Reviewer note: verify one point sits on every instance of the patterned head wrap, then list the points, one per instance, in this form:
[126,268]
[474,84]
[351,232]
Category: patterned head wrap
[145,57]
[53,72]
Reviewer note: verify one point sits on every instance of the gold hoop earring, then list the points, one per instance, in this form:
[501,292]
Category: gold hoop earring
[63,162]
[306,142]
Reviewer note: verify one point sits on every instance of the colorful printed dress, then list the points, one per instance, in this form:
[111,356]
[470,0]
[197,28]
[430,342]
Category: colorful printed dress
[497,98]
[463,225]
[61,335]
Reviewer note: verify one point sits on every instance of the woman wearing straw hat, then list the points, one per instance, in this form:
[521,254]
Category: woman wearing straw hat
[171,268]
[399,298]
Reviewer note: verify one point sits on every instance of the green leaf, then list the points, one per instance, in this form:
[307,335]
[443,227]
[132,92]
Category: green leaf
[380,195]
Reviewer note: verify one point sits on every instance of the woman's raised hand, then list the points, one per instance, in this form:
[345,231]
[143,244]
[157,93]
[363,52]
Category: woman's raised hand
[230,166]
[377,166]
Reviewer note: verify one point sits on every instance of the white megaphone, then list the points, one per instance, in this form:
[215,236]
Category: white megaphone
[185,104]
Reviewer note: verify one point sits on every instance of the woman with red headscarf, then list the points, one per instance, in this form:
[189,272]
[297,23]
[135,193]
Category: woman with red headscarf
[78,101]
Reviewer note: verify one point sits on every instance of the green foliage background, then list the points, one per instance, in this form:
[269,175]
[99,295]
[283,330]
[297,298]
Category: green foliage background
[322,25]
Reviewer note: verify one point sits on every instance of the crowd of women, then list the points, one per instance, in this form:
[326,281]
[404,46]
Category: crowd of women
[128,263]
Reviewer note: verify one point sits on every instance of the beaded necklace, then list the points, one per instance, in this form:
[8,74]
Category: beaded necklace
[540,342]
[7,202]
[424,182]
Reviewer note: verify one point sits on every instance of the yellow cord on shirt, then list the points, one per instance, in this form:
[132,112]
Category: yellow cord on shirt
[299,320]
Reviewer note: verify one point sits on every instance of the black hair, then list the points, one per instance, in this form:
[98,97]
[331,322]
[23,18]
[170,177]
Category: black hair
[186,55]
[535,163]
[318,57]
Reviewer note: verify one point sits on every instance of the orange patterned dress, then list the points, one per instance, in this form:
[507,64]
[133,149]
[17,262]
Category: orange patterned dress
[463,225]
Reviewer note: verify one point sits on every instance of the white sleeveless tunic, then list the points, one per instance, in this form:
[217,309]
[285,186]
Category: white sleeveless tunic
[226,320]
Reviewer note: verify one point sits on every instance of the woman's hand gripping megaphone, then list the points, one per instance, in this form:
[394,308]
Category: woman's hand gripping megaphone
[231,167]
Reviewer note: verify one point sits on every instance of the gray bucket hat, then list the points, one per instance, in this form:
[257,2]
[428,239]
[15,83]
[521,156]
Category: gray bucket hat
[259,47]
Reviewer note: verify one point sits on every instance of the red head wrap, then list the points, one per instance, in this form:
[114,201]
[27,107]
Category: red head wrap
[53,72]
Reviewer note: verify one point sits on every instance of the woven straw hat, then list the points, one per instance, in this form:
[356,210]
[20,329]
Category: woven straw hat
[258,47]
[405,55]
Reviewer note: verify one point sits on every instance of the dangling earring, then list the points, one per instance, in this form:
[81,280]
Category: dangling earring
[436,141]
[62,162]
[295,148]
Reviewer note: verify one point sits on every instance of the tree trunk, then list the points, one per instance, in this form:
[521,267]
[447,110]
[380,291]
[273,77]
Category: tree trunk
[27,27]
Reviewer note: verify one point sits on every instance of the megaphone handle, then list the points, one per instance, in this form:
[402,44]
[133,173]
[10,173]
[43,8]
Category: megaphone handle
■ ■ ■ ■
## Work instructions
Render all of the data above as a Markdown table with the columns Row and Line, one numbered row per line and no rows for blank lines.

## Output
| Row | Line |
|---|---|
| 1 | Reviewer note: verify one point sits on every instance of the patterned head wrap, then list the points, one per instance, in this form: |
| 2 | [126,268] |
| 3 | [474,84] |
| 4 | [351,232] |
| 5 | Category: patterned head wrap |
| 6 | [145,57] |
| 7 | [53,72] |
| 8 | Reviewer note: verify one point sits on every instance of the gold hoop earring, then list the points, one per instance, in this form: |
| 9 | [501,292] |
| 10 | Category: gold hoop earring |
| 11 | [63,162] |
| 12 | [306,142] |
| 13 | Reviewer note: verify one point sits on every instance of the colorful printed dress, then list the points, one per instance, in this form: |
| 14 | [111,356] |
| 15 | [470,0] |
| 16 | [197,28] |
| 17 | [430,342] |
| 18 | Category: colorful printed dress |
| 19 | [497,98] |
| 20 | [463,225] |
| 21 | [61,335] |
| 22 | Reviewer note: verify one point sits on every instance of the woman wearing straw hat, then list the points, one per instance, in this form: |
| 23 | [521,254] |
| 24 | Category: woman wearing straw hat |
| 25 | [171,268] |
| 26 | [399,298] |
| 27 | Reviewer note: verify one point sits on every instance of the green leaf, then list the points, one per instance, in this form: |
| 28 | [307,335] |
| 29 | [443,227] |
| 30 | [132,92] |
| 31 | Category: green leaf |
| 32 | [380,195] |
| 33 | Reviewer note: verify one point sits on every instance of the woman's raised hand, then list the points, one per instance, in this form: |
| 34 | [345,231] |
| 35 | [143,244] |
| 36 | [157,93] |
| 37 | [363,52] |
| 38 | Category: woman's raised hand |
| 39 | [230,166] |
| 40 | [377,166] |
| 41 | Reviewer note: verify one point sits on every instance of the white megaphone, then list the points, one per instance, in this form: |
| 42 | [215,236] |
| 43 | Category: white megaphone |
| 44 | [185,104] |
| 45 | Reviewer note: verify one point sits on every instance of the woman with red headscarf, then list the points, one per instance, in this form: |
| 46 | [189,272] |
| 47 | [297,23] |
| 48 | [135,193] |
| 49 | Category: woman with red headscarf |
| 50 | [78,101] |
| 51 | Reviewer note: verify one point sits on every instance of the green foliage background, then list the points, one per instance, in this form: |
| 52 | [269,175] |
| 53 | [99,295] |
| 54 | [283,330] |
| 55 | [297,298] |
| 56 | Category: green foliage background |
| 57 | [322,25] |
| 58 | Reviewer note: verify one point sits on every instance of the crowd of women, then list the points, one per instance, in this form: |
| 59 | [326,281] |
| 60 | [404,46] |
| 61 | Category: crowd of women |
| 62 | [128,263] |
| 63 | Reviewer note: verify one point sits on every instance of the beaded necklace, then list the points, one per instance, in this form: |
| 64 | [8,74] |
| 65 | Category: beaded necklace |
| 66 | [540,342] |
| 67 | [7,202] |
| 68 | [424,182] |
| 69 | Reviewer note: verify one point sits on every instance of the yellow cord on shirt, then list the points, one per instance, in this form: |
| 70 | [132,112] |
| 71 | Category: yellow cord on shirt |
| 72 | [299,320] |
| 73 | Reviewer note: verify one point sits on every instance of the black hair, then list the points, one per instance, in this form: |
| 74 | [98,97] |
| 75 | [331,322] |
| 76 | [23,18] |
| 77 | [170,177] |
| 78 | Category: black hair |
| 79 | [186,55] |
| 80 | [535,163] |
| 81 | [318,57] |
| 82 | Reviewer note: verify one point sits on every instance of the orange patterned dress, then list the points, one per instance, in this form: |
| 83 | [507,64] |
| 84 | [133,149] |
| 85 | [17,262] |
| 86 | Category: orange patterned dress |
| 87 | [463,225] |
| 88 | Reviewer note: verify one point sits on every instance of the white sleeveless tunic, then list the points, one per instance, in this form: |
| 89 | [217,309] |
| 90 | [285,186] |
| 91 | Category: white sleeveless tunic |
| 92 | [226,320] |
| 93 | Reviewer note: verify one point sits on every instance of the woman's hand gripping megaphone, then list the points, one per instance, in this form: |
| 94 | [394,308] |
| 95 | Category: woman's hand gripping megaphone |
| 96 | [231,167] |
| 97 | Reviewer note: verify one point sits on every instance of the gray bucket hat, then list the points, one per instance, in this form: |
| 98 | [257,2] |
| 99 | [428,239] |
| 100 | [15,83] |
| 101 | [521,156] |
| 102 | Category: gray bucket hat |
| 103 | [259,47] |
| 104 | Reviewer note: verify one point sits on every instance of the red head wrap, then list the points, one per instance, in this form: |
| 105 | [114,201] |
| 106 | [27,107] |
| 107 | Category: red head wrap |
| 108 | [53,72] |
| 109 | Reviewer note: verify one point sits on every instance of the woven straw hat, then list the points, one per instance, in this form: |
| 110 | [356,210] |
| 111 | [20,329] |
| 112 | Category: woven straw hat |
| 113 | [258,47] |
| 114 | [405,55] |
| 115 | Reviewer note: verify one point sits on every instance of the dangling earring, then list the points, one per instance, in this form: |
| 116 | [81,280] |
| 117 | Category: dangling earring |
| 118 | [436,141] |
| 119 | [62,162] |
| 120 | [295,148] |
| 121 | Reviewer note: verify one point sits on every instance of the tree trunk, then list the points, one per instance, in this form: |
| 122 | [521,267] |
| 123 | [447,110] |
| 124 | [380,291] |
| 125 | [273,77] |
| 126 | Category: tree trunk |
| 127 | [27,27] |
| 128 | Reviewer note: verify one point sits on every instance of the megaphone handle, then list the points, one per instance, in this form: |
| 129 | [402,44] |
| 130 | [133,173] |
| 131 | [10,173] |
| 132 | [43,8] |
| 133 | Category: megaphone handle |